### Problem requirements
Figure out how many lines in the records below hold the string "order". That number alone is the answer.

Top of Extracted entries

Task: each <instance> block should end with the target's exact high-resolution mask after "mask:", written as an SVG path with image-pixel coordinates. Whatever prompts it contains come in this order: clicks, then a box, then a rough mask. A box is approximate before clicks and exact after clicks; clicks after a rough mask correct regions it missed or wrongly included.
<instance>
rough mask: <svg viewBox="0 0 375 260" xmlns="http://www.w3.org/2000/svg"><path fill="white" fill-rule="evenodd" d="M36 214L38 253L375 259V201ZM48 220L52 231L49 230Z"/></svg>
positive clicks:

Bottom of Extracted entries
Top of Extracted entries

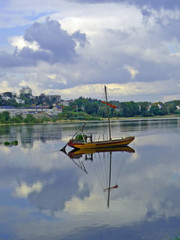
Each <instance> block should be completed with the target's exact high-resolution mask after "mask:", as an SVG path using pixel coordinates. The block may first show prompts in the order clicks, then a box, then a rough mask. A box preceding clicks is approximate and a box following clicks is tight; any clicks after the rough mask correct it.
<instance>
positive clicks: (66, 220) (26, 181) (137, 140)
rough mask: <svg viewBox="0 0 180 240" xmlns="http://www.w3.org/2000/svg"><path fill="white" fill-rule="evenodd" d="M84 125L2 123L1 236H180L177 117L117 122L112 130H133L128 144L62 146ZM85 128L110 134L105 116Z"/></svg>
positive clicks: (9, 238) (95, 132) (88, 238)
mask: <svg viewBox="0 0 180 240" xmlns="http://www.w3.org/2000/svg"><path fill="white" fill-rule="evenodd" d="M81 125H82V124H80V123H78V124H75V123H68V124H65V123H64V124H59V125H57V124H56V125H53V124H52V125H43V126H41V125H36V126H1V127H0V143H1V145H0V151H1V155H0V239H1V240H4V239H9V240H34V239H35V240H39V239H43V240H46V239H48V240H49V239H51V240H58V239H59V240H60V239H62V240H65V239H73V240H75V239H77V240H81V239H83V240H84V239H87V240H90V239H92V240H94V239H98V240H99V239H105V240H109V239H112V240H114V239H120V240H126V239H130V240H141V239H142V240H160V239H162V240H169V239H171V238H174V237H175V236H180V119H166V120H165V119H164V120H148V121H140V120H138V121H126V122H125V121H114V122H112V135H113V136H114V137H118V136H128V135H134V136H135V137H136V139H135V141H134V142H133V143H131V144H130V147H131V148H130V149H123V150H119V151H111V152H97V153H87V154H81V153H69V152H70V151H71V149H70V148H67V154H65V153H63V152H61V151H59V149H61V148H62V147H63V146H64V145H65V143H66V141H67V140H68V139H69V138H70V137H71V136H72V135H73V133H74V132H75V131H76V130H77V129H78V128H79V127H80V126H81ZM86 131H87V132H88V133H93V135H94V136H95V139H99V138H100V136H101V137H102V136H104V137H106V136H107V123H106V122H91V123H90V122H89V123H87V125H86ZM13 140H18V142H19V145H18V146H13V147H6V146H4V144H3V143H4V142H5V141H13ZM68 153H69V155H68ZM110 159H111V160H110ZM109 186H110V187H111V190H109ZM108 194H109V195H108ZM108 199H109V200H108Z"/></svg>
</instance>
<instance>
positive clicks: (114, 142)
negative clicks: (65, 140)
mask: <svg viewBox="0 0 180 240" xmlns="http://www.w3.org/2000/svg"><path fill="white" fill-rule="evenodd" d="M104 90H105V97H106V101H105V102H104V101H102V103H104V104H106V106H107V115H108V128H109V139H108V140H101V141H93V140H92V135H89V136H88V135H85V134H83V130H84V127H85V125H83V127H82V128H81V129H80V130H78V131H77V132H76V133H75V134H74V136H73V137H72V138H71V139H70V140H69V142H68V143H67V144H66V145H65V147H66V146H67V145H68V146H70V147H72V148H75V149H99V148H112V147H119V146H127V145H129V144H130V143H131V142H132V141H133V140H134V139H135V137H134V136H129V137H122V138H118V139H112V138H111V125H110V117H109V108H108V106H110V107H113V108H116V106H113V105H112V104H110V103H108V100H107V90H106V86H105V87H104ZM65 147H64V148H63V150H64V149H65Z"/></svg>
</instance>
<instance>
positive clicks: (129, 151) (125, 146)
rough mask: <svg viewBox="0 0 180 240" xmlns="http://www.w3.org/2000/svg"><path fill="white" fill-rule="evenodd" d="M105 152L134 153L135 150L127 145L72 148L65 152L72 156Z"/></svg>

Bottom of Extracted entries

### Result
2